• [TASK REQUIREMENTS]:
Please find every line in the records below that contains the word "concrete", and copy each one. Case counts.

━━ LISTED RECORDS ━━

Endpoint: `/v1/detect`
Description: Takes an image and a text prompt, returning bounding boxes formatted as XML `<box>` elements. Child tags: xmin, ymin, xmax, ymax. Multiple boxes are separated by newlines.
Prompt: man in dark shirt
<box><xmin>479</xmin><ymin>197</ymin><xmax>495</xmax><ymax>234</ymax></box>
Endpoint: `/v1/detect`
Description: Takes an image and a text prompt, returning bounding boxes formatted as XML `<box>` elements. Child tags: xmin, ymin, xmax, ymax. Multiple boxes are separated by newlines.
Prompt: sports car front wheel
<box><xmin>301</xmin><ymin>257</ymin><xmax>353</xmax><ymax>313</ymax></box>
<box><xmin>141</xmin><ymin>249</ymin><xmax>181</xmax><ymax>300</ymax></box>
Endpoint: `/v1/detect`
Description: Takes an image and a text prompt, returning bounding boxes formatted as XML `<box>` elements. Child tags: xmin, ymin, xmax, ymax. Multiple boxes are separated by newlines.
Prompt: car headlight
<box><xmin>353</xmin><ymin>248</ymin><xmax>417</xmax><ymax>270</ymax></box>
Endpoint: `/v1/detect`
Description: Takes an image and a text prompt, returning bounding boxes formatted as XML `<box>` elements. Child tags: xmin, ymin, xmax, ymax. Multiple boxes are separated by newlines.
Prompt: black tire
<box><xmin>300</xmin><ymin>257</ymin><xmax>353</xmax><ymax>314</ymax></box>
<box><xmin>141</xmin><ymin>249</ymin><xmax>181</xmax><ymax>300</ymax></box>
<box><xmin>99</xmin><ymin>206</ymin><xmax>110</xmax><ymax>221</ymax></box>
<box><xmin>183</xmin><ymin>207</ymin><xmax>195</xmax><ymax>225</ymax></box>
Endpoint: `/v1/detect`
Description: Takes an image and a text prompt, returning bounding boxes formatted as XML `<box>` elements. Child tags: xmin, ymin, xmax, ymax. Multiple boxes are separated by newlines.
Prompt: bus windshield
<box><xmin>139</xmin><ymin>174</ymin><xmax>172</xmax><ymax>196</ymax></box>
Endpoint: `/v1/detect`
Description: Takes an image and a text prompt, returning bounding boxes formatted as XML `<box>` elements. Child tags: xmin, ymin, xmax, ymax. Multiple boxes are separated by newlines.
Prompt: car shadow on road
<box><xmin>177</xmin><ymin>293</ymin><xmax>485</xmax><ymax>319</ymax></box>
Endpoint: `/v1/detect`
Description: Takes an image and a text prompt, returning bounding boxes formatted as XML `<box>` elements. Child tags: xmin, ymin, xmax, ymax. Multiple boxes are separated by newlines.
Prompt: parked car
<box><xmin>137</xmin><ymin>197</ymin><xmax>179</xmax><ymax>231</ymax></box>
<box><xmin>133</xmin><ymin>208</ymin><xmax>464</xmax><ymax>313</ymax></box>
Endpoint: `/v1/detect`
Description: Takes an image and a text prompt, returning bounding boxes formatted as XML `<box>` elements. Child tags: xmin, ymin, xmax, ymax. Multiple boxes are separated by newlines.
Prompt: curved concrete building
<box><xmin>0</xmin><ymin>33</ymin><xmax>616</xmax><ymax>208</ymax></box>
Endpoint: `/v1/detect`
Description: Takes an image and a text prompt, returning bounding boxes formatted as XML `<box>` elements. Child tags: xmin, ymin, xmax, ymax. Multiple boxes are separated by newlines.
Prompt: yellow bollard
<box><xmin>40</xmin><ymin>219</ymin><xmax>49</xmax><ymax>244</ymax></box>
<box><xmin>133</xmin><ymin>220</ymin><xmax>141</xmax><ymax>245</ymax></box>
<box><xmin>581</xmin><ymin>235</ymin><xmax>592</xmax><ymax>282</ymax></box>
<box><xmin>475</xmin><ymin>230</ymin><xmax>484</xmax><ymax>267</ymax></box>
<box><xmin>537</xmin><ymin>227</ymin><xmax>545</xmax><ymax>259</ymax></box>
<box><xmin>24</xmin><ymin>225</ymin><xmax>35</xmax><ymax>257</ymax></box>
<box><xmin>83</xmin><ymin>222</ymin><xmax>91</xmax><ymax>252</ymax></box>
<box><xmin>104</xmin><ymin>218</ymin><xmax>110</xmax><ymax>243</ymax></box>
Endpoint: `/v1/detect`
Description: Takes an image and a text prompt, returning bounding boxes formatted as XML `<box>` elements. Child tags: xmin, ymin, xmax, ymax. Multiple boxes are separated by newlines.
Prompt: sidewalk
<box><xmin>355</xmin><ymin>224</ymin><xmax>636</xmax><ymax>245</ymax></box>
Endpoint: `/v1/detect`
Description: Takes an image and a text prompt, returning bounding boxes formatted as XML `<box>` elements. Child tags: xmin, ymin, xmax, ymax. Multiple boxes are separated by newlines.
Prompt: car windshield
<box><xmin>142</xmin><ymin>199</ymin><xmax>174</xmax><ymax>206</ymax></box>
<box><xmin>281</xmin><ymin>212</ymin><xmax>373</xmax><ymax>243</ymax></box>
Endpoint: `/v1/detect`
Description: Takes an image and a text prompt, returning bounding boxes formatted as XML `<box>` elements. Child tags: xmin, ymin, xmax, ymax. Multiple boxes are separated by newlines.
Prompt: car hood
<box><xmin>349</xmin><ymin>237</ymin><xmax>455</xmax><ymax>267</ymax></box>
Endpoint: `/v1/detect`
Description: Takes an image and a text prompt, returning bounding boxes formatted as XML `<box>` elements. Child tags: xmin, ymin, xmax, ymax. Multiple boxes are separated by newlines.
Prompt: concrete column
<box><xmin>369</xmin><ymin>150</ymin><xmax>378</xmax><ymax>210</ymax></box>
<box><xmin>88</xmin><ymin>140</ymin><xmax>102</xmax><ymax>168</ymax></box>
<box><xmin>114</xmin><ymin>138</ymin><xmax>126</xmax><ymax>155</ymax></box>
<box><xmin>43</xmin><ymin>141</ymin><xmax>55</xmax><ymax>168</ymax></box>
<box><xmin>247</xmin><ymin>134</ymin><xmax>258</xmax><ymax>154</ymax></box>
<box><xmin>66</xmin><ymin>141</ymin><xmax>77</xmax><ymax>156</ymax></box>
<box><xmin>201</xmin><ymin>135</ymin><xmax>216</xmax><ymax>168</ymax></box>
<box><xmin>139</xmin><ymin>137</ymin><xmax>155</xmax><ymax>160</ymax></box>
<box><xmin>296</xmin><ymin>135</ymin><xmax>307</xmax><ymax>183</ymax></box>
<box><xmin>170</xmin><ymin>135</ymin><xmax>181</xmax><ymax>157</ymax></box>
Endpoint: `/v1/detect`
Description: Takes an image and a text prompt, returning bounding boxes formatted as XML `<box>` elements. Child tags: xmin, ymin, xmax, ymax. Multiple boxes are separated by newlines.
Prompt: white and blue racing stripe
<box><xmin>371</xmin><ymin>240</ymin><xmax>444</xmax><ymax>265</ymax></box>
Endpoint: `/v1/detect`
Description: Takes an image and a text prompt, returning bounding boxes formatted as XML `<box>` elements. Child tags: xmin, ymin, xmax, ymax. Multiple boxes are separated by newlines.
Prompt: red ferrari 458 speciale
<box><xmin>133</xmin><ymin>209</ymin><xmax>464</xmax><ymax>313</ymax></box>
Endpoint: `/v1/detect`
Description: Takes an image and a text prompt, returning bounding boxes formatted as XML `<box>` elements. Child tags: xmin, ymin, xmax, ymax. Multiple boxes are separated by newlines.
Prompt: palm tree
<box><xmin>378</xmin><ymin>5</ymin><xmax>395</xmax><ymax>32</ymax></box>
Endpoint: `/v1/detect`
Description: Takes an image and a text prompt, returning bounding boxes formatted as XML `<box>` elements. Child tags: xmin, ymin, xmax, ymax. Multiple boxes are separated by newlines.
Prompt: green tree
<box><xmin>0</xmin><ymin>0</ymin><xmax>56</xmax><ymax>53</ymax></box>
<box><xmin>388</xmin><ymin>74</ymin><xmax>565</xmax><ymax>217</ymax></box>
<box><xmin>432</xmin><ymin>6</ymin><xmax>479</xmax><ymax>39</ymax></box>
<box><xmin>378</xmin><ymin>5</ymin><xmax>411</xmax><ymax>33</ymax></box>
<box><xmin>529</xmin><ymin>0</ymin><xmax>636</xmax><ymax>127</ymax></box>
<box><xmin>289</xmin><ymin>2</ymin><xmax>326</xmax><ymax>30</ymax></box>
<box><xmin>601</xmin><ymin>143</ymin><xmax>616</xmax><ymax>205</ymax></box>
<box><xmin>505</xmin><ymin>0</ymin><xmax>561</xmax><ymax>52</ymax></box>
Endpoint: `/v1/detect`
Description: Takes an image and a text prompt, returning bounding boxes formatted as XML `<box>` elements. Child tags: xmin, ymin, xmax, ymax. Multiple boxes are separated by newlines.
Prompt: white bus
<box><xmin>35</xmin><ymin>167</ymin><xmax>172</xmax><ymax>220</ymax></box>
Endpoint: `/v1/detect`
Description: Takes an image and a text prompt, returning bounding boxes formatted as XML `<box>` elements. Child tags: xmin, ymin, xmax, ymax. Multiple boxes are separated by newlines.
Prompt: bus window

━━━

• [CORRECT ANSWER]:
Prompt: curved concrete building
Prompt: concrete column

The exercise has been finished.